▶ _Aim_
Render every line of the records below as a numbered list, omitting blank lines.

>> Begin Supplied data

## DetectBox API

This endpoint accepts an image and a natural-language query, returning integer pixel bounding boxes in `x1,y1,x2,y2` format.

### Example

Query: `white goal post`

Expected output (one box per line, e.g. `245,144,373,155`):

>> End Supplied data

▶ _Answer for this exercise_
1. ## DetectBox API
2. This endpoint accepts an image and a natural-language query, returning integer pixel bounding boxes in `x1,y1,x2,y2` format.
3. ### Example
4. Query: `white goal post`
5. Expected output (one box per line, e.g. `245,144,373,155`):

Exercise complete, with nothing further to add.